* [TRECHO PARA LEITURA]:
★ ★ ★ ★ ★ ★ ★

O consumidor ainda tem muita dúvida sobre o carro elétrico. Por exemplo, como faz para carregar…
É tão fácil como recarregar o celular. À noite, você chega em casa e conecta na tomada. Se você anda 70, 80 quilômetros por dia, é muito tranquilo. E, para quem vai viajar para mais longe, a rede de pontos de recarga está se desenvolvendo rapidamente. Empresas grandes, como a Raízen e a Shell, têm planos agressivos de implementação de infraestrutura para recarga no País. Não é o trabalho de uma empresa ou um setor, mas de todos juntos. Estou muito satisfeito de estar nesse momento no Brasil, porque a Nissan pode ser uma das empresas de ponta na eletrificação veicular do País.
Como está o projeto de geração de energia elétrica a partir de biocombustível, que a Nissan coordena?

★ ★ ★ ★ ★ ★ ★

* [DADOS FORNECIDOS]:
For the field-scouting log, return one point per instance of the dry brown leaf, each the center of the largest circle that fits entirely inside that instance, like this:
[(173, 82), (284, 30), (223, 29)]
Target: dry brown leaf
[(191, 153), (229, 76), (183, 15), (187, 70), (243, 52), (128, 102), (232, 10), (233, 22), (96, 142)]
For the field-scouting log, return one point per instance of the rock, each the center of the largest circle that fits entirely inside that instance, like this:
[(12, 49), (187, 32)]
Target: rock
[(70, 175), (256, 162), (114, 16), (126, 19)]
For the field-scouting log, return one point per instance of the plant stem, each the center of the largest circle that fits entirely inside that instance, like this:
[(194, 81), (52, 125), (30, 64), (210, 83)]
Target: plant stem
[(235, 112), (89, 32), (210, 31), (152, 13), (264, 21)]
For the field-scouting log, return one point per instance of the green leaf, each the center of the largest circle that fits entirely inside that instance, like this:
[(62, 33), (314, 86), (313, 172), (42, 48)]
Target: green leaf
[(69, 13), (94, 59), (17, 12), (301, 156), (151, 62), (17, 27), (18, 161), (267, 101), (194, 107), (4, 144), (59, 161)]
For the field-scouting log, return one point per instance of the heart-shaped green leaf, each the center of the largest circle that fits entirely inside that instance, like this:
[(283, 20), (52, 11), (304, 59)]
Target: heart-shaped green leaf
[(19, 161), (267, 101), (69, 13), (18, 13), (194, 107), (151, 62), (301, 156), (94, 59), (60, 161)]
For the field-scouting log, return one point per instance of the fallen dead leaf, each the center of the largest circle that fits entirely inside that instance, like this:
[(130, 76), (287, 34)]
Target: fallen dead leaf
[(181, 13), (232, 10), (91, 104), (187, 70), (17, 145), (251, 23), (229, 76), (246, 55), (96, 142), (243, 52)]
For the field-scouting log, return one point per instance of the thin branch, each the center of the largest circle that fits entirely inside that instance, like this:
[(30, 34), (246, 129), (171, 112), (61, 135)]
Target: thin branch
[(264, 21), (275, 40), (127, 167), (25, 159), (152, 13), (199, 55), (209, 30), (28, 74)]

★ ★ ★ ★ ★ ★ ★

* [TAREFAS PROPOSTAS]:
(1) Responda com base no trecho:
(a) Com o que é comparado o carregamento do carro elétrico?
(b) Quais empresas grandes têm planos de infraestrutura para recarga no País?
(c) Que projeto a Nissan coordena, segundo a última pergunta?
(2) Liste todas as empresas citadas pelo nome no trecho.
(3) No trecho, reescreva a parte que começa com "O consumidor ainda" e termina com "veicular do País.", trocando "celular" por "notebook".

* [RESULTADOS]:
(1)
(a) Com recarregar o celular.
(b) A Raízen e a Shell.
(c) O projeto de geração de energia elétrica a partir de biocombustível.

(2) Raízen, Shell, Nissan

(3)
O consumidor ainda tem muita dúvida sobre o carro elétrico. Por exemplo, como faz para carregar…
É tão fácil como recarregar o notebook. À noite, você chega em casa e conecta na tomada. Se você anda 70, 80 quilômetros por dia, é muito tranquilo. E, para quem vai viajar para mais longe, a rede de pontos de recarga está se desenvolvendo rapidamente. Empresas grandes, como a Raízen e a Shell, têm planos agressivos de implementação de infraestrutura para recarga no País. Não é o trabalho de uma empresa ou um setor, mas de todos juntos. Estou muito satisfeito de estar nesse momento no Brasil, porque a Nissan pode ser uma das empresas de ponta na eletrificação veicular do País.